Description of the task:
Transcribe the data that follows without changing a word, and omit the pictures.

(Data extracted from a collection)
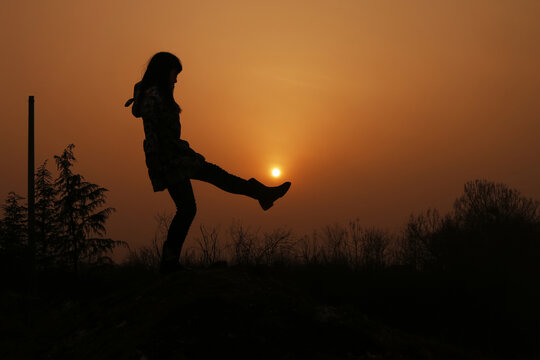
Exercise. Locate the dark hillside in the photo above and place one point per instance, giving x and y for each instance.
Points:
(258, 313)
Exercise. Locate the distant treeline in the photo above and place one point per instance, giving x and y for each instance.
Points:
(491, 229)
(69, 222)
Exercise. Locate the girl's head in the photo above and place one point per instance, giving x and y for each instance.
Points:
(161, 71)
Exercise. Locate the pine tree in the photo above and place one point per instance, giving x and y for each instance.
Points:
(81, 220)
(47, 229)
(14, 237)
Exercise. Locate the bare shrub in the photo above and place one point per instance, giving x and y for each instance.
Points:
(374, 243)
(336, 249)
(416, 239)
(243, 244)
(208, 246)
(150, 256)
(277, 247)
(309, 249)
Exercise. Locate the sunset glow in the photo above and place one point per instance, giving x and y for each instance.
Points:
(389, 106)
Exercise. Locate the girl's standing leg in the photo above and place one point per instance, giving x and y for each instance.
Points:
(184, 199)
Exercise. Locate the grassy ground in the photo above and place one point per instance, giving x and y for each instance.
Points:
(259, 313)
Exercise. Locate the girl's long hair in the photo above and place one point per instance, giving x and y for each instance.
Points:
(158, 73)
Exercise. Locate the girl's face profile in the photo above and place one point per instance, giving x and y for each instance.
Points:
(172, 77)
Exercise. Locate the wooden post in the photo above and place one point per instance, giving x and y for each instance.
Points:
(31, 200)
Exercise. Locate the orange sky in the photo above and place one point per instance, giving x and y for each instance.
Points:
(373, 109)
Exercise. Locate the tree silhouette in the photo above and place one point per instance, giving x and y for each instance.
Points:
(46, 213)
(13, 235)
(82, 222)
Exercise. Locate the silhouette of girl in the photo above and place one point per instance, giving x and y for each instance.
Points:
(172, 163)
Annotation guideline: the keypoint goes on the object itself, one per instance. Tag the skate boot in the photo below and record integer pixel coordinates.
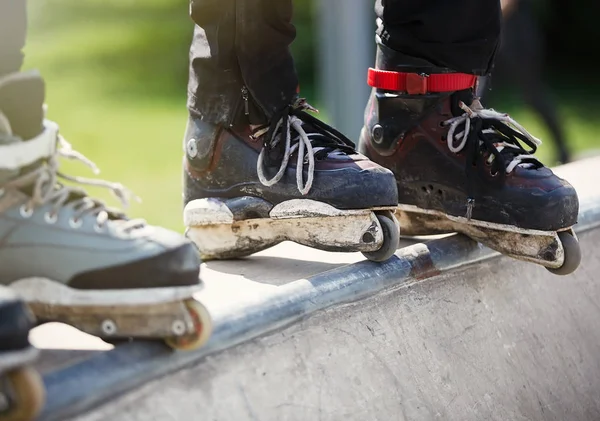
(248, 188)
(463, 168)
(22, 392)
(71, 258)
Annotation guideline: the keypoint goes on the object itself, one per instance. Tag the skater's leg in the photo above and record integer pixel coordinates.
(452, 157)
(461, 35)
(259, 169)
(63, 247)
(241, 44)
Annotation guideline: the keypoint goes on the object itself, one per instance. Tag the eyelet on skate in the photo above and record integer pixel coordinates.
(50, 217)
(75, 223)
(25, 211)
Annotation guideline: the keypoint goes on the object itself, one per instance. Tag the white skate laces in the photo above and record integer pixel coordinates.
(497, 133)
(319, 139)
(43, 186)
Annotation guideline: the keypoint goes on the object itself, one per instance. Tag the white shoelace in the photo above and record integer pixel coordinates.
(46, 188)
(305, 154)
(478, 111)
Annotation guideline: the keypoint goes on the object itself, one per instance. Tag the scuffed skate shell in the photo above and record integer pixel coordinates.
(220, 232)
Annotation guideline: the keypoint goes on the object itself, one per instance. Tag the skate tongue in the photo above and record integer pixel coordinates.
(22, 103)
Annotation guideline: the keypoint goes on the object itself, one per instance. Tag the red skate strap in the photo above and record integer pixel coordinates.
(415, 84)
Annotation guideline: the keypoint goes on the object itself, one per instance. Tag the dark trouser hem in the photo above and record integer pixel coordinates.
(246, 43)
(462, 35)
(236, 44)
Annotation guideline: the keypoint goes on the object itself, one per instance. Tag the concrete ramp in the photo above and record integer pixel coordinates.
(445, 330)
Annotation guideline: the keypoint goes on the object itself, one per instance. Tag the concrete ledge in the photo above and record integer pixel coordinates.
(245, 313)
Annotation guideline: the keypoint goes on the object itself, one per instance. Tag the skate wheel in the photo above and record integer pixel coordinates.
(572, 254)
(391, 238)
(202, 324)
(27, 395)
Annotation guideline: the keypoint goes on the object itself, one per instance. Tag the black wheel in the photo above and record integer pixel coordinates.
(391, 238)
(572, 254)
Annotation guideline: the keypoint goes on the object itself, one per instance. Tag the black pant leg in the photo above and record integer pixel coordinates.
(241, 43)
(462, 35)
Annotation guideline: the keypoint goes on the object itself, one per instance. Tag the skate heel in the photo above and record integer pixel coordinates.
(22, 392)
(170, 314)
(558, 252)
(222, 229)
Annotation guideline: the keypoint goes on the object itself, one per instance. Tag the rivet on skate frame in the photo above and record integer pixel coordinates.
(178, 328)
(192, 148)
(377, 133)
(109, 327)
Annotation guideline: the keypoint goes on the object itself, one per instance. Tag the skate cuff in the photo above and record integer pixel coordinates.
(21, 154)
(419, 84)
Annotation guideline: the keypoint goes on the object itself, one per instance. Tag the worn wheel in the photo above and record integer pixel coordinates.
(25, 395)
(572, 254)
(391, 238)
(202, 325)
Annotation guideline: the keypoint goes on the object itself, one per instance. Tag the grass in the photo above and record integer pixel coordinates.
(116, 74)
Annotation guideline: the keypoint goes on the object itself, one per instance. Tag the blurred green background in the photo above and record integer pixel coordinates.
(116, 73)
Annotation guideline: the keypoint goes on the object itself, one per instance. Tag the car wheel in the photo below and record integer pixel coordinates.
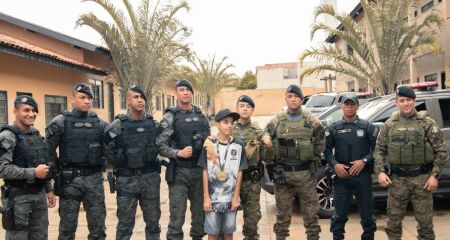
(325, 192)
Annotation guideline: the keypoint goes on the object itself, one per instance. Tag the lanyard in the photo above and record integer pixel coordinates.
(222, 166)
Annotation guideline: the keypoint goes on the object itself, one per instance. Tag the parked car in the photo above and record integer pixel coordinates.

Solution for this task:
Exercise. Locate the dark hillside in the photo above and place one point per instance, giving x and y for each instance.
Points:
(258, 313)
Exercise. Locate the distant treeline in the photo above and place one point per instance, giving x and y for each instance.
Points:
(491, 229)
(69, 222)
Exercise. Locate the girl's head in the photo above and place one point per instance, giving x and y for each instance.
Points:
(161, 71)
Exercise. Locate the pine tree in the photo above and place one point per instance, giving x and y for each instance.
Points:
(81, 220)
(47, 229)
(14, 237)
Exercise. Locate the bare shrub in the photo above and place one point per instance, giving x and y for each instance.
Points:
(374, 243)
(336, 249)
(416, 239)
(243, 244)
(208, 246)
(150, 256)
(277, 247)
(309, 249)
Exercise. Locate the sunset glow in the photo above and place one point per instance, giving x and y for each instance.
Points:
(389, 106)
Exercise. Locate the girl's standing leg in the photo above and place one point per instance, giving x and y for each instance.
Points:
(184, 199)
Exercise. Locate the grassy ground in the photo above and place one point per instance, giving x and y for each instance.
Points:
(259, 313)
Exercise. Locate the girl's long hair in the photo above and place one point per instance, giving x and y for each instance.
Points:
(158, 73)
Exercise. Locate the girl's face profile in the photo above and place one point per instance, giving x and y for each instance.
Points:
(172, 77)
Exercise. Locate the wooden post in the photo above and place one point per instance, giving x and y for each instance.
Points:
(31, 200)
Exercise. Locate the orange sky in the photo above and place one point per instance, giving x and y for each instance.
Points:
(373, 109)
Exercise. Locate the tree silhouette in the photo above and place one point per instance, giving x and y for each instance.
Points:
(46, 213)
(13, 235)
(82, 222)
Exercise. Locate the silhouette of girl in the photo above and place one point per instance, giving x and y for each instance.
Points:
(172, 163)
Annotation guideline: the keypoint goes on the object itself, one per instance. Tag the skate boot in the photo below and record integer pixel coordinates.
(248, 188)
(463, 168)
(22, 392)
(71, 258)
Annotation guideline: the keypoint goes on the object itself, one per instance. Tag the skater's leg in the photo above and record integer pixel coordinates.
(452, 157)
(461, 35)
(259, 169)
(63, 247)
(241, 44)
Annotation guideline: the keypoint goes on the object itself, one per instance. Tag the eyelet on skate in the photo above and record integer pixel coordinates.
(50, 217)
(75, 223)
(25, 211)
Annotation guideline: the keypoint goes on the object itself, one per instance. Tag the white skate laces in the photo above and record integer pixel coordinates.
(497, 133)
(319, 139)
(43, 186)
Annotation guideline: the keypoint goes on the object itself, one per instance. Tag the white shoelace in the photo above and record integer pixel coordinates.
(46, 188)
(305, 154)
(478, 111)
Annotation guideline: the keypoint goes on the object itself, one per instance. Tag the scuffed skate shell in the photo above and record integer pixel coordinates.
(220, 232)
Annotation guideline: the keypoint goes on the object itself, one per instance. Tag the skate tongue in the photo above and record integer pixel coordinates.
(22, 103)
Annotation guideline: the keypoint goes on the object itself, one per instance. Tag the red skate strap in the photo above and record integer pixel coordinates.
(415, 84)
Annotation guideline: the keypoint goes on the object itself, one per instance. Tag the dark trouser hem in the photo above and record integer pixel coordinates.
(246, 43)
(462, 35)
(236, 44)
Annotation guideline: the keypoint goes on the object itself, one per instance. Tag the concrete ramp in the photo above and record integer pixel coordinates.
(445, 330)
Annotation guideline: the keypoint goes on the object itself, one per instance. Tag the concrete ledge in the photo above and record integer pixel coordinates.
(245, 313)
Annotation guideline: the keypoint goes on the object itself, one per instance. Tag the skate wheel in the photo above and record integer pixel coordinates.
(572, 254)
(391, 238)
(202, 324)
(27, 395)
Annotation guideline: the keypoint goes on the object itself, one per instance. Tag the black wheel in the photo above and record integer pixel coordinates.
(391, 238)
(572, 254)
Annotation guideline: the keypoint goes on the object itself, one per instance. Tag the black pant leg in the photo above and record integer pixel coordinates.
(241, 43)
(462, 35)
Annotation guideline: the keypoint goes on the object itself, one per instance. Tag the skate heel in the photo above and record integer pixel coordinates.
(22, 392)
(170, 314)
(558, 252)
(222, 229)
Annotation guideline: the keypoint goes on the object itself, one per instance. Tag the rivet on skate frame in the photo above and record integer pixel coordinates.
(178, 328)
(192, 148)
(377, 133)
(109, 327)
Annotation guideline: the keypoint goes on the object itself, one per instance. Tag the skate cuff in the photo above and record integer pixel coordinates.
(21, 154)
(419, 84)
Annotation guideline: the keypoint goes on the object itself, one per instance. Tag the worn wheel in the photo above and record integer pixel coordinates.
(25, 395)
(572, 254)
(391, 238)
(202, 325)
Annotation guideline: the keypoint goes on the object itself, one per instance. Tag the grass in the photo above and record integer pixel coordinates.
(116, 74)
Annotation guideline: the keypoint goes on the object itself, one per instance. Tag the blurred green background in the photo above and record integer pixel coordinates.
(116, 73)
Annotation guideline: the keypoint goes on the object itself, one per instance. Tag the car wheel in the photo below and record integer pixel coordinates.
(325, 192)
Annotation guideline: the keypoint goes on the object itself, one per instance. Tag the lanyard in the photo above and record integer pixel coordinates.
(222, 166)
Annotation guideline: the keypoint goes on the object itself, one per instance. Tag the parked car in the photo above and record integer pixel coordinates.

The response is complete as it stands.